作業目標 1 ->
以下のエントリから、文字列「floral」を含む行をすべて収集してください。大文字と小文字は区別するものとします。

原文抜粋 ->
------------------------------

平成272015)年度 一般研究2実施報告書

 

課題番号

27−共研−2079

分野分類

統計数理研究所内分野分類

i

主要研究分野分類

8

研究課題名

外来種防除のための土地利用最適化モデルの構築

フリガナ

代表者氏名

ヨシモト アツシ

吉本 敦

ローマ字

Yoshimoto Atsushi

所属機関

統計数理研究所

所属部局

数理・推論研究系

職  名

教授

配分経費

研究費

40千円

旅 費

301千円

研究参加者数

7 人

 

 

研究目的と成果(経過)の概要

 侵略的外来種は,在来生物と競合し,様々な経済的・生態的損失を引き起こしている.例えば,米国では外来植物による損失は年間1370億ドル以上と見積もられており,生態学的被害については,島嶼地域を中心に様々な固有種の絶滅をもたらしてきた.このようなことから,これまで,欧米を中心に,外来生物の被害を軽減するための管理について様々な研究が行われており,管理行為と外来生物リスクの相互作用を捉えた動的最適化モデルの構築と分析による費用効率的な管理に関する政策提言が行われている.しかし,外来生物の空間的な拡散メカニズムを明示的に考慮した最適土地利用時空間配置に関する研究は少なく,期間ごとに近隣セルに拡散する仮想の外来種の拡散に対して,管理の最適空間配置について分析したものがあるが,彼らが検討した外来種拡散メカニズムは非常に単純なものであり,外来生物の拡散能力を十分に捉えられているとは言えない.
 一方,生態学や生物学の分野では,外来生物の拡散に関して古くからモデルによる研究が展開されてきており,外来生物の分布拡大を予測する手法はほぼ確立されている.例えば,外来種の拡散スピードは植生状態により異なることが知られており,異質な植生状態の空間分布は外来種の拡散パターンに影響する.つまり,適切に管理された植生の空間構造により理論的には外来種の拡散をコントロールすることが可能になる.外来種の拡散は定着に適したハビタットの「量」が,ある「閾値」を越えたときに最も急速に広範囲に起こることから,生息地(ハビタット)の「量」について「閾値」を適切に制御することの重要性が指摘されている.このような外来種の拡散がどの「閾値」で起こるかは,ハビタットがどれだけ連続して広がるかという空間パターンと,外来種の分散様式に依存する.つまり,ハビタットの連続性を分断しその広がりを減らすことが,外来種の分布拡大を抑制する有効な対策になりうるといえる.しかしながら,それらの知見を費用効率的な管理の探索に活かすような研究や,管理の費用効率性を評価できる最適化のフレームワークはまだまだ不十分である.

------------------------------

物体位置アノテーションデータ
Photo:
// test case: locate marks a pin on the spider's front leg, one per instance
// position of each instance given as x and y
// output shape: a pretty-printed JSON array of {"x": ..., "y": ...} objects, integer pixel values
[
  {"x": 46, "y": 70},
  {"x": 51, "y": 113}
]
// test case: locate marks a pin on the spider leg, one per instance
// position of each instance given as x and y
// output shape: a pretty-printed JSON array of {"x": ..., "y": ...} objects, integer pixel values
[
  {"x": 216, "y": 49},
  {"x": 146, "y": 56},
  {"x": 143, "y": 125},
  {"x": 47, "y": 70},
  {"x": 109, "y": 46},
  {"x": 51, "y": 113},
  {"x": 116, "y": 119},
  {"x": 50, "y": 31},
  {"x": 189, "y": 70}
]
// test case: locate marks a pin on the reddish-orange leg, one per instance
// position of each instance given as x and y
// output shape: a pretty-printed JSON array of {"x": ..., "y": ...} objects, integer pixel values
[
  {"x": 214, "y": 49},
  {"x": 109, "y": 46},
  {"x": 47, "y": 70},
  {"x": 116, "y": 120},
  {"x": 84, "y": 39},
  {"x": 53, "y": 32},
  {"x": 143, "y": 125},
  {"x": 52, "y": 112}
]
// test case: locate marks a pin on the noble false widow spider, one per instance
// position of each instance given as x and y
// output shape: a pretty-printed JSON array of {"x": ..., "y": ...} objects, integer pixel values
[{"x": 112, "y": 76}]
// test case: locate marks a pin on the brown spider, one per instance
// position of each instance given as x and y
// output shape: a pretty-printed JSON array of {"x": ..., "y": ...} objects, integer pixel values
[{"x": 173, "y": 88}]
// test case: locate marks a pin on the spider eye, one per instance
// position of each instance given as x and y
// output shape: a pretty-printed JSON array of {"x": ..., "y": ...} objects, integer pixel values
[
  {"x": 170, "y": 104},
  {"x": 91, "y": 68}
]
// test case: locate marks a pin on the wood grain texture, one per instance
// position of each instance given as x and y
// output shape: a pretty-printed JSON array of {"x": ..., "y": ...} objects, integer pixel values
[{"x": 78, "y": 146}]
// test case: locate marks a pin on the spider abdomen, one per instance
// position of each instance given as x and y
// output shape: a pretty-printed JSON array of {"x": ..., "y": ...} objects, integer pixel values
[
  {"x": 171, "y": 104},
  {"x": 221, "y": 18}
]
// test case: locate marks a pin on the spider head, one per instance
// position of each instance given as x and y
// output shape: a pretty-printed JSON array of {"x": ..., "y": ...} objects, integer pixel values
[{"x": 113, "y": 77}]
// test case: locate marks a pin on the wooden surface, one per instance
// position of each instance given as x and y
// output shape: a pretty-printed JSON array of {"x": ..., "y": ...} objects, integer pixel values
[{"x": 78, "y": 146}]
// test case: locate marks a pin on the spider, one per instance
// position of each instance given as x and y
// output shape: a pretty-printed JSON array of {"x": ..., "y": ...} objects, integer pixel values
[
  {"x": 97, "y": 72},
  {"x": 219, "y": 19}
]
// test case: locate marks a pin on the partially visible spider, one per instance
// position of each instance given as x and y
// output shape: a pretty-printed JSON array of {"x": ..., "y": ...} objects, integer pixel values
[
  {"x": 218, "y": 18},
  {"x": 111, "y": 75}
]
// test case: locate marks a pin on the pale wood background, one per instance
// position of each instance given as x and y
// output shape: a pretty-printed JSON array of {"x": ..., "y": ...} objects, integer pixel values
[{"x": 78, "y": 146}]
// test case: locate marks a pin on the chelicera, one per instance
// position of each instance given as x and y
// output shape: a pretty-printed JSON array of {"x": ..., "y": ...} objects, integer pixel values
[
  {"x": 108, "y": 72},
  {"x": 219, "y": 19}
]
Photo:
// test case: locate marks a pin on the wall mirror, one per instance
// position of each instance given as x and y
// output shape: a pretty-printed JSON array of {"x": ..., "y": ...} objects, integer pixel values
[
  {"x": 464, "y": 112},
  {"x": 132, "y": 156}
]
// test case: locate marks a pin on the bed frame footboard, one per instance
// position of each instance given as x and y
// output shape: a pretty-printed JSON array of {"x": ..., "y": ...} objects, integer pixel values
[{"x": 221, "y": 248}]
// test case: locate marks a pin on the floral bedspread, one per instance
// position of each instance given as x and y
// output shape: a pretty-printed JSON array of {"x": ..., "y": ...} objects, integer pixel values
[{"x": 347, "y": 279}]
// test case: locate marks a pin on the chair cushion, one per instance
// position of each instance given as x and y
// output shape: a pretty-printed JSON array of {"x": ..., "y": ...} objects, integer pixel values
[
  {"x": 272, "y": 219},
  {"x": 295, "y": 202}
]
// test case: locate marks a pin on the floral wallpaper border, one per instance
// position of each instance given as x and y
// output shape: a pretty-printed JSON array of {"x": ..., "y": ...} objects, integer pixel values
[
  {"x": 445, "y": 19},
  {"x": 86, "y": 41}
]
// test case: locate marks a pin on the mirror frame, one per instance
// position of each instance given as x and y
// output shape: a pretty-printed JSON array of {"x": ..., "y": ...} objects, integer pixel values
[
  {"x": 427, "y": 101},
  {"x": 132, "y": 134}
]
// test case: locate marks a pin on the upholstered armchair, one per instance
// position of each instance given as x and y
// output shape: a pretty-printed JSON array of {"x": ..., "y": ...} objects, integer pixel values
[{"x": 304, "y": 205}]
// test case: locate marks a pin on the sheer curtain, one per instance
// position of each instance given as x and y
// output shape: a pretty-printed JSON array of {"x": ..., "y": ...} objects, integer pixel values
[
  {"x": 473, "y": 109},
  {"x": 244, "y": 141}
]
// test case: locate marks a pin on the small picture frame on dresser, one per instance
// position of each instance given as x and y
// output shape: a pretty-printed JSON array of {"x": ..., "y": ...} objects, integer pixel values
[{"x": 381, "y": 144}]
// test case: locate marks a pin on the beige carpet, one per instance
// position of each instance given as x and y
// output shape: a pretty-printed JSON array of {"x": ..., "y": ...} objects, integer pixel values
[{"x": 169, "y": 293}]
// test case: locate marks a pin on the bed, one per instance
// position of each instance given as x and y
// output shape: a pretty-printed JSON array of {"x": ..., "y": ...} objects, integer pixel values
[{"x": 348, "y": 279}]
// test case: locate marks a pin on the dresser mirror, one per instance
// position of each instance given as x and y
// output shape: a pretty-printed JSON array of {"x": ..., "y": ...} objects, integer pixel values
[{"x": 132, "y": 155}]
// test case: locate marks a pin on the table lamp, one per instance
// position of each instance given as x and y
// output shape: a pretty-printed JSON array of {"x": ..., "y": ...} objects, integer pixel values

------------------------------

作業目標 2 ->
上記の外来種防除に関する報告書によれば、米国における外来植物による損失は年間どの程度と見積もられていますか。

記述回答 1 ->
// test case: locate marks a pin on the floral bedspread, one per instance
// test case: locate marks a pin on the floral wallpaper border, one per instance

記述回答 2 ->
年間1370億ドル以上と見積もられています。